-- Start of The data --

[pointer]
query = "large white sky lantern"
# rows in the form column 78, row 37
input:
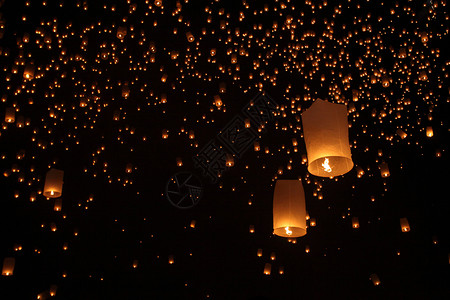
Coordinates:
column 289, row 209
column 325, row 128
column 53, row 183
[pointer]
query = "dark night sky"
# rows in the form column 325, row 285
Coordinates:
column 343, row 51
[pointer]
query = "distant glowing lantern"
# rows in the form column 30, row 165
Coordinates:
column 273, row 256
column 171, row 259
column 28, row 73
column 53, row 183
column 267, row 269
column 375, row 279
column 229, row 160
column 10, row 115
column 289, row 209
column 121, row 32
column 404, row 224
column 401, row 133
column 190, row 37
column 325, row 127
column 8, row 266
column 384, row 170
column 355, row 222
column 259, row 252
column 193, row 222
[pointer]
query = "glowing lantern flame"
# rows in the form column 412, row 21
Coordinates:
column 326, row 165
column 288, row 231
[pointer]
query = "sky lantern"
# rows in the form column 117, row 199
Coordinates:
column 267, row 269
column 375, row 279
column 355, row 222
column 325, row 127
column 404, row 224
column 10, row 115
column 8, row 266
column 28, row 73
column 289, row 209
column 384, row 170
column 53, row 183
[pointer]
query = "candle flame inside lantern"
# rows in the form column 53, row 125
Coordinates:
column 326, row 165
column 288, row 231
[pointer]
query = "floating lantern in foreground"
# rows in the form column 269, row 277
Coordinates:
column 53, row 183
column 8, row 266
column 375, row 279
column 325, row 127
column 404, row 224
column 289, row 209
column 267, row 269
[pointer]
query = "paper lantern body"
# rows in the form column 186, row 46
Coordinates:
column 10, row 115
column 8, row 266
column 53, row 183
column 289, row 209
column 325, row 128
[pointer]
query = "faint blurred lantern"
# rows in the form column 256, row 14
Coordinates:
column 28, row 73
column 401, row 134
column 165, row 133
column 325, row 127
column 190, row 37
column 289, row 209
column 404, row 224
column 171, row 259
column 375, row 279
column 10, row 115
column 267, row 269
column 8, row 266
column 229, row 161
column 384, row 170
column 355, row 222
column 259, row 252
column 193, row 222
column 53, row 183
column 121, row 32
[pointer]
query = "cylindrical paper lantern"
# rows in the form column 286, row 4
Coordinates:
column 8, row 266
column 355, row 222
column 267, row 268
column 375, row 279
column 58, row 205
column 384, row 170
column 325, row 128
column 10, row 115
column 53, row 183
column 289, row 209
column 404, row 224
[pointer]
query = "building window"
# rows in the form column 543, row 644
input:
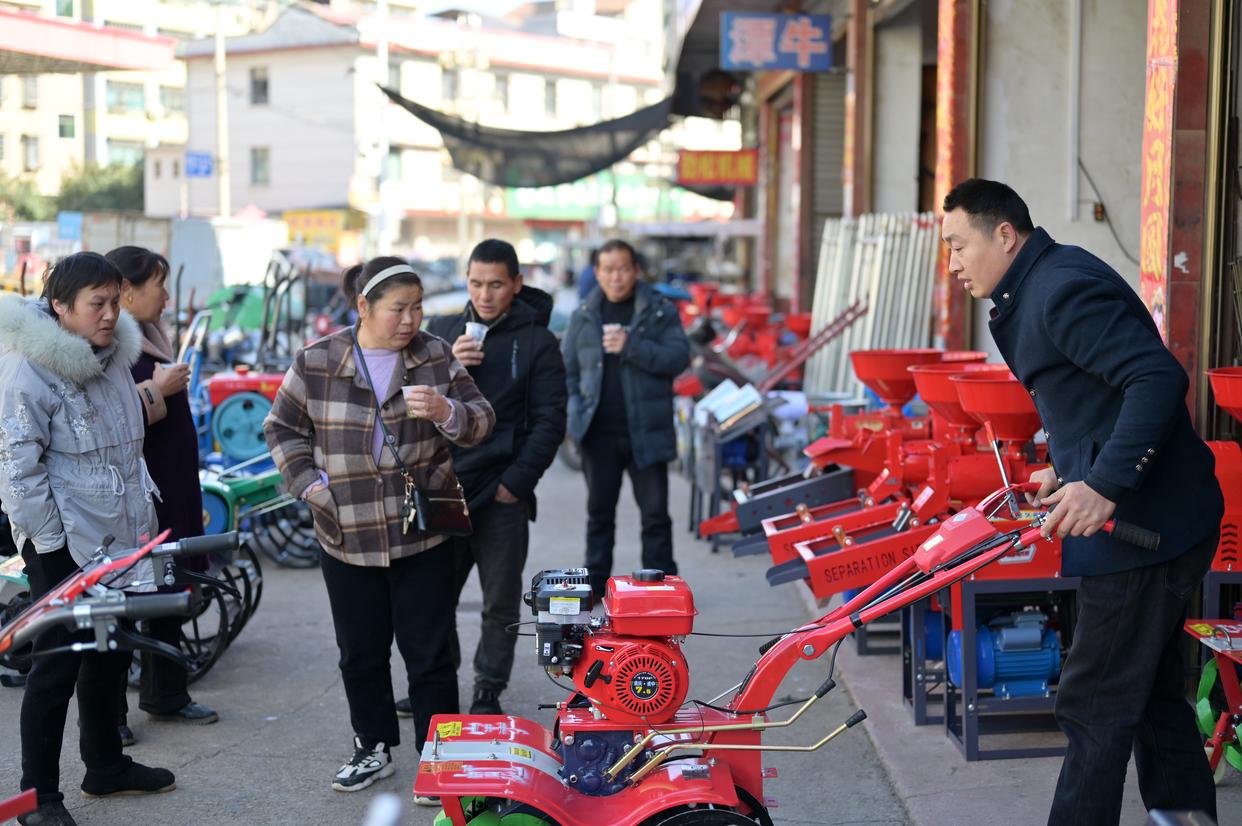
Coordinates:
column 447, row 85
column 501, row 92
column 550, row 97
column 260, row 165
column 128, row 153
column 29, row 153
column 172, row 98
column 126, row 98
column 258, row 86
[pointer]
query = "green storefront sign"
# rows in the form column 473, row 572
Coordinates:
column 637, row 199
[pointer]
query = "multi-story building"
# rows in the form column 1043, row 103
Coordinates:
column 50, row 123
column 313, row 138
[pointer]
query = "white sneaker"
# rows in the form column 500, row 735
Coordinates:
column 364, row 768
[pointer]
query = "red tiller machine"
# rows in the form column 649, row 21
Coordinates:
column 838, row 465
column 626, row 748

-- End of The data --

* **Written problem**
Reproduce the records verbatim, beginning with their first line and continuing through the line containing "column 343, row 51", with both of these lines included. Omit the pictures from your answer.

* **The output**
[pointer]
query = "large white sky lantern"
# rows in the form column 78, row 37
input:
Coordinates:
column 289, row 209
column 325, row 128
column 53, row 183
[pointer]
query = "dark night sky"
# rows in the form column 325, row 285
Coordinates:
column 343, row 51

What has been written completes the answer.